● **What needs to be done**: Please output the entries below from the line that contains "Prompt: place one marker on each instance of the dark" through the final line, reproduced exactly and alone.
═════ Material provided
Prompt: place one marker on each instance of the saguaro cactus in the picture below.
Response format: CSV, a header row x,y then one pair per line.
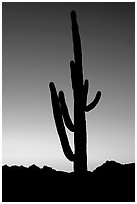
x,y
60,110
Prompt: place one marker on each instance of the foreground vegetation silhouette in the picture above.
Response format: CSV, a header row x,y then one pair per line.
x,y
60,110
110,182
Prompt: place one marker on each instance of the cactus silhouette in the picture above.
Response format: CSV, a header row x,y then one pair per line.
x,y
60,110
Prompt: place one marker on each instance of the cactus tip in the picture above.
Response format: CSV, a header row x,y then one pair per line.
x,y
51,84
73,14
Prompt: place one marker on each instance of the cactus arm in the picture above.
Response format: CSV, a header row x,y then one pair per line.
x,y
85,89
94,102
60,124
65,113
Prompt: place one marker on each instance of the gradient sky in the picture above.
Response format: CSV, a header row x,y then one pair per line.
x,y
37,49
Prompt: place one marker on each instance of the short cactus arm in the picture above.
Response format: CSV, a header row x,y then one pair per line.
x,y
94,102
65,112
85,89
59,123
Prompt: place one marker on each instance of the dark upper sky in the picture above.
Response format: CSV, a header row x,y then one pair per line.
x,y
37,49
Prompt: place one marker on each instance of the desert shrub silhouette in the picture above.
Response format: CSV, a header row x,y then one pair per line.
x,y
60,110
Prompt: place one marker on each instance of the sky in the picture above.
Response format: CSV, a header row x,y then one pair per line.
x,y
37,49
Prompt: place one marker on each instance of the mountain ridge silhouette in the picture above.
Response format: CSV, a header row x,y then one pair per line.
x,y
111,181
══════════
● **Solution for this task**:
Prompt: place one marker on each instance of the dark upper sky in the picture above.
Response format: CSV, a header row x,y then one pair per line.
x,y
37,49
Prompt: place one marker on each instance of the desert shrub silhouette in the picture above.
Response format: CSV, a header row x,y then one pair per line.
x,y
60,110
Prompt: place one marker on each instance of the sky in the picture above.
Response format: CSV, a header row x,y then one pair per line.
x,y
37,49
Prompt: place one marker on each instance of the mountain ridge silhouette in the picture above.
Response format: CSV, a header row x,y then one pair per line.
x,y
111,181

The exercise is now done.